Stored data entries:

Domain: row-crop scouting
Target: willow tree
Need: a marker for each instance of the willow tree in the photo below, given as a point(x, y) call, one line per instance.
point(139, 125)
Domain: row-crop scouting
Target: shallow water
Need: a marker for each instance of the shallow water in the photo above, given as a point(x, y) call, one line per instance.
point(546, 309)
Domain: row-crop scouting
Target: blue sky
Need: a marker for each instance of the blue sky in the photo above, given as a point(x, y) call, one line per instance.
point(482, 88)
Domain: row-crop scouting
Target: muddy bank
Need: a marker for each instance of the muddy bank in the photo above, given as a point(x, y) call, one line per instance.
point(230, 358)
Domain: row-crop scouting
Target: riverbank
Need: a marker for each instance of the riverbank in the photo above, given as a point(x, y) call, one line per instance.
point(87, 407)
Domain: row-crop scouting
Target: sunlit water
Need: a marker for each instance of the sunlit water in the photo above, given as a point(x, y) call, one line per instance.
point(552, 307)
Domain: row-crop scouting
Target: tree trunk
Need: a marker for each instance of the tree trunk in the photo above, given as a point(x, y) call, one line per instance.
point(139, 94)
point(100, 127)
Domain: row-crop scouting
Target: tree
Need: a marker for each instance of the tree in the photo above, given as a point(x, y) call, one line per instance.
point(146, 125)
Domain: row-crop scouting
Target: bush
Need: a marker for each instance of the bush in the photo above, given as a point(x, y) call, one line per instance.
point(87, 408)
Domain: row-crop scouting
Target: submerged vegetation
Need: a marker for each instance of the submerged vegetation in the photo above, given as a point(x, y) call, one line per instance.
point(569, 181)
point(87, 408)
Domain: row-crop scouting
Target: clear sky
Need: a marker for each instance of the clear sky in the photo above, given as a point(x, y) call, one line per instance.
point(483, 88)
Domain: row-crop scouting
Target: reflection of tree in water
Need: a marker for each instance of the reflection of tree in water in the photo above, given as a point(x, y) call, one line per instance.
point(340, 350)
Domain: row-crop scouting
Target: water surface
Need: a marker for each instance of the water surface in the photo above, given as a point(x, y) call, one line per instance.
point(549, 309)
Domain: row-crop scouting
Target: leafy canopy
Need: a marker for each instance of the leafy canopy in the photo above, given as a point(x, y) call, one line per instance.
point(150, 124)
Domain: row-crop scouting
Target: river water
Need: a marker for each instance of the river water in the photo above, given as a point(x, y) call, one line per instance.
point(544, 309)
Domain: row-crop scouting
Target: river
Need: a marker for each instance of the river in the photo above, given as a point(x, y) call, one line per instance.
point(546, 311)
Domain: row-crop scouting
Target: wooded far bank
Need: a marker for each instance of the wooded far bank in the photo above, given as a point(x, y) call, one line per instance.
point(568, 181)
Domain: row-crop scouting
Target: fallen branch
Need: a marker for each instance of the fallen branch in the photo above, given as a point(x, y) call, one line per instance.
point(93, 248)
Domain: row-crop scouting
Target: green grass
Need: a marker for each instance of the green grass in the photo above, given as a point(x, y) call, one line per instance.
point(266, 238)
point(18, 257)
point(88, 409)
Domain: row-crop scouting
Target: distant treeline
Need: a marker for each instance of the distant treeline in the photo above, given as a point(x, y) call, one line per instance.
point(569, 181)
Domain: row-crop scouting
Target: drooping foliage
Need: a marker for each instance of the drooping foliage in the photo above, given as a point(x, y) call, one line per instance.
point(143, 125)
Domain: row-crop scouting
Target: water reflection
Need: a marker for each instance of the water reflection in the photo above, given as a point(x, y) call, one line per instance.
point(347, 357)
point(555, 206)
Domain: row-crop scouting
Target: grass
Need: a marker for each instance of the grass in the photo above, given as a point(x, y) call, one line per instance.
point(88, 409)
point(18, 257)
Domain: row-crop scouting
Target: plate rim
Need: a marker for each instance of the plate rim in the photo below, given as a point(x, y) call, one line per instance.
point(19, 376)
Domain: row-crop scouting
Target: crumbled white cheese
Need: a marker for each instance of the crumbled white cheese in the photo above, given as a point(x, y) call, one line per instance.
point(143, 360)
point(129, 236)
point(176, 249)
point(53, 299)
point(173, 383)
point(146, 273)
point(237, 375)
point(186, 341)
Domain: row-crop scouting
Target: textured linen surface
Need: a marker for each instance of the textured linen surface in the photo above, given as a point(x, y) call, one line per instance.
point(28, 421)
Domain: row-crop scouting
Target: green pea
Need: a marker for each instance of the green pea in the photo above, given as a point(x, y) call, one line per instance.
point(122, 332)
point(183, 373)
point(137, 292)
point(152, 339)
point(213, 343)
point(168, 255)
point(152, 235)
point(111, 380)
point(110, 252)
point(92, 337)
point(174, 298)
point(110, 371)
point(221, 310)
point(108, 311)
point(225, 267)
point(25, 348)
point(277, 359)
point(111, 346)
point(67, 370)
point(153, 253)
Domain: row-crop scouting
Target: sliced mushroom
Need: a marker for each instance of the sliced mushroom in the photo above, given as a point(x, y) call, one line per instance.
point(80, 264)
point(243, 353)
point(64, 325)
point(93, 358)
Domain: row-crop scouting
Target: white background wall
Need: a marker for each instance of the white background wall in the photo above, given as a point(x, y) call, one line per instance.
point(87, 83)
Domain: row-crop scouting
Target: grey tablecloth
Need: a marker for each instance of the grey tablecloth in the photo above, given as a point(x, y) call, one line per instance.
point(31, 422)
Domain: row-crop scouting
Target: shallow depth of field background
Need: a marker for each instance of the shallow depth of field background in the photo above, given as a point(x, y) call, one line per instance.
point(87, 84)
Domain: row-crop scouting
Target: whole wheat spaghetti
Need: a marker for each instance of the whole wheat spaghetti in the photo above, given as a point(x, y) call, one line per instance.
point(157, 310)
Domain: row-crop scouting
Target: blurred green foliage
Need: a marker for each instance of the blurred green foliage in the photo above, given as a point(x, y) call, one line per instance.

» **Your objective**: Please reprint all of the records above line for line, without changing anything.

» **Full solution**:
Domain: row-crop scouting
Target: willow tree
Need: a marker for each instance of the willow tree in the photo below, given as a point(x, y) call, one line per instance.
point(139, 125)
Domain: row-crop scouting
Target: shallow water
Need: a marker for each instance of the shallow water in the photo above, given as a point(x, y) call, one line per instance.
point(546, 309)
Domain: row-crop scouting
Target: blue sky
Need: a marker for each instance of the blue sky in the photo above, given as a point(x, y) call, one line per instance.
point(482, 88)
Domain: row-crop scouting
Target: muddy bank
Need: a marker for each instance of the muddy bank in the photo above, given as a point(x, y) call, one line per instance.
point(230, 358)
Domain: row-crop scouting
Target: riverbank
Need: a marker for each instance of the riverbank in the photo above, given as a point(x, y) call, one line per instance.
point(87, 407)
Domain: row-crop scouting
Target: sunlit water
Need: a marker for each instance of the sunlit water in the photo above, given as a point(x, y) call, one line per instance.
point(552, 307)
Domain: row-crop scouting
Target: tree trunk
Need: a marker for each instance of the tree trunk in the photo above, given as a point(x, y) call, one line per instance.
point(139, 94)
point(100, 127)
Domain: row-crop scouting
Target: tree
Need: a marker for each instance of the tree in the photo above, given as a point(x, y) call, one line per instance.
point(146, 125)
Domain: row-crop scouting
Target: bush
Need: a marker for each instance of the bush in the photo above, given as a point(x, y) call, one line per instance.
point(87, 408)
Domain: row-crop scouting
Target: submerged vegetation
Need: a marker for each instance of the submerged vegetation in the photo above, given as a point(x, y) call, one line per instance.
point(569, 181)
point(87, 408)
Domain: row-crop scouting
Target: clear sky
Need: a marker for each instance of the clear sky in the photo above, given as a point(x, y) call, one line per instance.
point(483, 88)
Domain: row-crop scouting
Target: reflection of tree in water
Need: a marker for each instance of the reflection of tree in water in the photo above, given as a point(x, y) call, one line per instance.
point(340, 350)
Domain: row-crop scouting
Target: water surface
Need: a marker for each instance of the water surface in the photo above, given as a point(x, y) call, one line per instance.
point(549, 309)
Domain: row-crop scouting
Target: leafy canopy
Need: a marker for each instance of the leafy canopy in the photo above, given as a point(x, y) call, one line per instance.
point(150, 124)
Domain: row-crop scouting
Target: river water
Need: a marker for each instance of the river water in the photo above, given as a point(x, y) call, one line per instance.
point(544, 309)
Domain: row-crop scouting
Target: river
Need: a marker for each instance of the river in the photo above, given as a point(x, y) call, one line per instance.
point(546, 311)
Domain: row-crop scouting
Target: wooded far bank
Need: a marker for each instance of the wooded far bank in the photo above, given as a point(x, y) call, one line per instance.
point(568, 181)
Domain: row-crop scouting
Target: fallen branch
Need: a marker for each instance of the fallen branch in the photo above, given as a point(x, y) call, one line per instance.
point(93, 248)
Domain: row-crop scouting
Target: green grass
Need: a marker for each instance of the green grass in the photo above, given as a point(x, y) call, one line per instance.
point(266, 238)
point(18, 257)
point(88, 409)
Domain: row-crop scouting
Target: distant treeline
Need: a marker for each instance of the distant treeline in the photo above, given as a point(x, y) call, one line per instance.
point(569, 181)
Domain: row-crop scouting
Target: drooping foliage
Need: a marker for each instance of the drooping foliage in the photo above, given as a point(x, y) call, one line per instance.
point(143, 125)
Domain: row-crop scouting
Target: water reflection
Need: a marker for each instance of the water reflection in the photo above, given as a point(x, y) call, one line per instance.
point(347, 357)
point(555, 206)
Domain: row-crop scouting
Target: grass
Need: a marker for each instance of the grass in the photo above, given as a point(x, y) call, one line per instance.
point(88, 409)
point(18, 257)
Domain: row-crop scouting
Target: plate rim
Need: a marker for each instance of the plate rim in the photo below, given as a point(x, y) call, one line per instance.
point(19, 376)
Domain: row-crop scouting
Target: crumbled white cheese
Need: a marker for each instance of the crumbled white cheese in the photo above, given as a point(x, y) call, one line per instance.
point(143, 360)
point(129, 236)
point(176, 249)
point(53, 299)
point(173, 383)
point(146, 273)
point(237, 375)
point(186, 341)
Domain: row-crop scouting
Target: textured linen surface
Need: a marker for each instance of the textured linen surface in the photo above, given as a point(x, y) call, one line per instance.
point(28, 421)
Domain: row-crop scouting
Target: green pea
Need: a marker for each instance of the green pea in the photo above, given as a point(x, y) call, one line per instance.
point(122, 332)
point(183, 373)
point(137, 292)
point(152, 339)
point(213, 343)
point(168, 255)
point(152, 235)
point(111, 380)
point(110, 252)
point(92, 337)
point(174, 298)
point(110, 371)
point(221, 310)
point(108, 311)
point(225, 267)
point(25, 348)
point(277, 359)
point(111, 346)
point(67, 370)
point(153, 253)
Domain: row-crop scouting
Target: sliced mushroom
Need: a marker for each instance of the sliced mushroom in the photo above, given as a point(x, y) call, one line per instance.
point(80, 264)
point(243, 353)
point(64, 325)
point(93, 358)
Domain: row-crop scouting
Target: white background wall
Need: a marker for each instance of the white background wall in the photo above, given as a point(x, y) call, one line per instance.
point(87, 83)
Domain: row-crop scouting
Target: grey tablecloth
Need: a marker for each instance of the grey tablecloth in the photo above, given as a point(x, y) call, one line per instance.
point(31, 422)
Domain: row-crop scouting
Target: shallow depth of field background
Need: a marker for each instance of the shallow depth of field background in the photo above, given as a point(x, y) call, one line per instance.
point(87, 84)
Domain: row-crop scouting
Target: whole wheat spaghetti
Need: a marker for each instance of the whole wheat spaghetti in the photo above, given as a point(x, y) call, one line per instance.
point(157, 310)
Domain: row-crop scouting
Target: blurred green foliage
Need: a marker for each instance of the blurred green foliage in the photo above, given as a point(x, y) call, one line per instance.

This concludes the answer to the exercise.